▶ _TASK PROMPT_: Count the lines of the material below that contain the word "dark". Reply with that number alone.

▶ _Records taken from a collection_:
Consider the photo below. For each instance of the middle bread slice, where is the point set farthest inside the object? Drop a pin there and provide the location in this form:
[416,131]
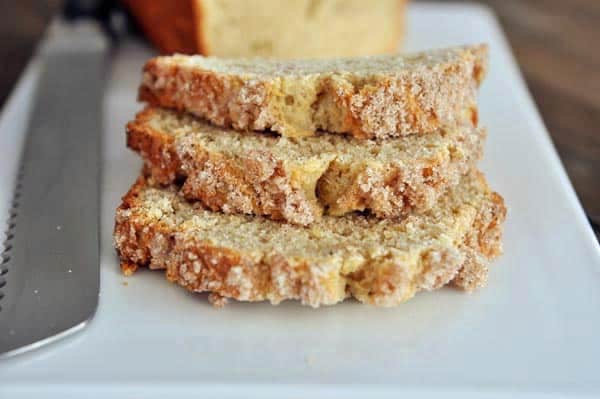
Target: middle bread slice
[299,179]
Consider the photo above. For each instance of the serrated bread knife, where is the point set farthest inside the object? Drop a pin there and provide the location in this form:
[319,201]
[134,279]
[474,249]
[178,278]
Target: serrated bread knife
[49,277]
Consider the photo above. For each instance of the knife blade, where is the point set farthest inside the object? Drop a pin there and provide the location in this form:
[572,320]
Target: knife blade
[49,278]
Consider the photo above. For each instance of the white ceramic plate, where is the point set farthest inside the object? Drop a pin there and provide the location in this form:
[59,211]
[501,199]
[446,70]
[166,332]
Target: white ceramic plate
[533,332]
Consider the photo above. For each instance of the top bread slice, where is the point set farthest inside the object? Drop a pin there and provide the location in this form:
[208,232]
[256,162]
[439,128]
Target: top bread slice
[368,97]
[250,28]
[380,262]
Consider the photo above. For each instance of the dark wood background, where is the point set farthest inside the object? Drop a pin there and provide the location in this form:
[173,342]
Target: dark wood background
[557,43]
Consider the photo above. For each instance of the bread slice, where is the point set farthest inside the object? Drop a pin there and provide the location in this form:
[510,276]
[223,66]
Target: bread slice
[298,179]
[368,97]
[247,28]
[380,262]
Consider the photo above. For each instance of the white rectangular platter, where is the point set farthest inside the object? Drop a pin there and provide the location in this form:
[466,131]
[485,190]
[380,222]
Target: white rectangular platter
[533,332]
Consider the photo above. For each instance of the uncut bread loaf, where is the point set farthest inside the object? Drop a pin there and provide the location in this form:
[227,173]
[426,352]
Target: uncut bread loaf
[380,262]
[247,28]
[368,97]
[299,179]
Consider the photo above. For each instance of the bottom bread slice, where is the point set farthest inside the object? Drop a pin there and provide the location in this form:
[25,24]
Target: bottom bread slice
[380,262]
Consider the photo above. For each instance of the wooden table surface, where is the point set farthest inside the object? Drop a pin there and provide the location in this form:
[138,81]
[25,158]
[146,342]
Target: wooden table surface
[556,42]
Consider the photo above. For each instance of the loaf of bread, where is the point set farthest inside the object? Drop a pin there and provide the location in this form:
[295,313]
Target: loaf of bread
[367,97]
[380,262]
[296,180]
[272,28]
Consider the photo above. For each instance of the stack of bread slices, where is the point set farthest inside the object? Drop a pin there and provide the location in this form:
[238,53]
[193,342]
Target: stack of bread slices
[314,180]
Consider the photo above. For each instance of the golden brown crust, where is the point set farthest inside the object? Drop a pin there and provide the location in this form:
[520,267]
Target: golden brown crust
[259,182]
[417,99]
[200,264]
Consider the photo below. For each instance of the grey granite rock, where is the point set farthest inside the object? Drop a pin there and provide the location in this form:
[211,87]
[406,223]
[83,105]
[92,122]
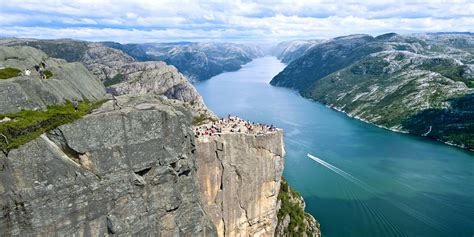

▶ _SOLUTION FOR THIS PROBLEM_: 2